··· Source records ···

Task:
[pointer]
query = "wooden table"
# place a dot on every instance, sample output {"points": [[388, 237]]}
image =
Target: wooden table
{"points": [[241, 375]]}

···

Rewrite the material, changing every "wooden table" to "wooden desk" and leaving everything else intact.

Completed exercise:
Task:
[pointer]
query = "wooden desk"
# place a dot on every instance, sample output {"points": [[388, 237]]}
image =
Target: wooden desk
{"points": [[241, 375]]}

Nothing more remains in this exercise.